**LIST OF TASKS**
a) Transcribe the part of the blog post between "But then again, no" and "the first place.", inclusive.
b) Using the blog post, mark each statement yes or no and quote the words that decide it: (i) the frozen pizza would take 7 minutes to heat; (ii) the writer has been going swimming; (iii) the local comedian spent most of his time on his prepared material.

How sad is it at almost 10 o’clock at night I just got home from work and I completely hungry and the only thing left in the fridge is a Blue Moon and frozen pizza from Trader Joes and even though the pizza will take a total of 7 minutes to heat, it’s just much easier to take 7 seconds to find the bottle opener and pop open the beer and call it dinner?*
Yeah, I know. Like, SURPRISE!
I swear with these 12+ hour work days, the only thing I have done in the past few months to take care of my health is get a flu shot.
But then again, no swimming or any other exercise + too much pizza, smoking and beer = totally inhospitable host to any bug floating around out there, so I am thinking any strain of flu out there didn’t stand a chance in the first place.
On the brighter side of modern science it looks like, in the middle of this tumultuous month of long-ass days chocked full of souped-up stress, I have finally found the perfect brand of the BC pills that keep me from turning into a heap o’ crampy/screamy/weepy stereotypes that jackass dudes like Dane Cook use for misogynistic “comedic” fodder. So that is nice.
Especially since this tiny medical miracle managed to happen right before the holidays.
O, Big Capitalistic Pharmaceutical Company, my friends and family thank you for a very. pleasant. thanksgiving. Here’s to a fucking joyous Christmas and a less-flowy New Year!**
*but yet I have no problem taking 15 minutes to type about it publicly on the internets.
**I actually came here to write a little ditty about the Burlesque show we went to over the weekend, which was way awesome, but now I feel the moment has passed as my beer is done and I am going to bed. So I will say sure, it was all half-nekkid ladies and Pasties, Ahoy! and everything, but seriously a good time for other reason including a local comedian who spent about 4 seconds using his prepared material, but then spent the next 7 minutes riffing after one of the geeked-out (and I love my geeks) bachelor-party participant in the back row yelled, TRUE DAT! After the comedian mentioned giant squids washing up on the shores of Japan as part of a joke-set up. Ok, you probably had to be there, but come on, Ocean Facts + True Dat= easy target for free-for-all fun-for-all. Seriously a good time.

**SOURCE DATA**
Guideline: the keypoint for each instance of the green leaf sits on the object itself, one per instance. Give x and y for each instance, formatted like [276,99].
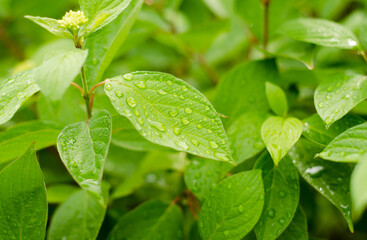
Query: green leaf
[350,146]
[358,189]
[314,128]
[337,96]
[154,219]
[14,92]
[321,32]
[168,111]
[58,71]
[100,13]
[23,199]
[233,207]
[103,47]
[277,99]
[52,26]
[83,148]
[328,178]
[279,135]
[202,175]
[297,229]
[17,139]
[281,196]
[79,218]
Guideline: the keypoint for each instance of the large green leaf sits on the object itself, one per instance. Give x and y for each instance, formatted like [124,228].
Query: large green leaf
[337,96]
[152,220]
[14,92]
[320,31]
[328,178]
[79,218]
[17,139]
[279,135]
[58,70]
[104,46]
[168,111]
[233,207]
[314,128]
[23,200]
[83,148]
[350,146]
[281,196]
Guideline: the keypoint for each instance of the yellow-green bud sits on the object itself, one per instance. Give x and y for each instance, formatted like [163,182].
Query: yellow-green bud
[73,20]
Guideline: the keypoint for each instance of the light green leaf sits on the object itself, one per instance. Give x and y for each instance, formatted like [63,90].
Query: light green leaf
[79,218]
[232,209]
[100,13]
[83,148]
[337,96]
[52,26]
[168,111]
[279,135]
[17,139]
[14,92]
[103,47]
[281,196]
[350,146]
[23,200]
[277,99]
[328,178]
[58,71]
[160,220]
[321,32]
[297,229]
[358,188]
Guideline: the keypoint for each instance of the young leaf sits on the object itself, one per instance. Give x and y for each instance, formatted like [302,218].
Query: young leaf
[233,207]
[151,220]
[23,199]
[336,97]
[52,26]
[279,135]
[167,111]
[343,147]
[321,32]
[17,139]
[328,178]
[79,218]
[83,148]
[104,46]
[58,70]
[100,13]
[14,92]
[281,196]
[277,99]
[358,188]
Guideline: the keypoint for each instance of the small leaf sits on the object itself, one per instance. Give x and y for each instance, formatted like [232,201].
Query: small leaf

**ANSWERS BELOW**
a)
But then again, no swimming or any other exercise + too much pizza, smoking and beer = totally inhospitable host to any bug floating around out there, so I am thinking any strain of flu out there didn’t stand a chance in the first place.

b)
(i) Yes: "the pizza will take a total of 7 minutes to heat"
(ii) No: "no swimming or any other exercise"
(iii) No: "spent about 4 seconds using his prepared material, but then spent the next 7 minutes riffing"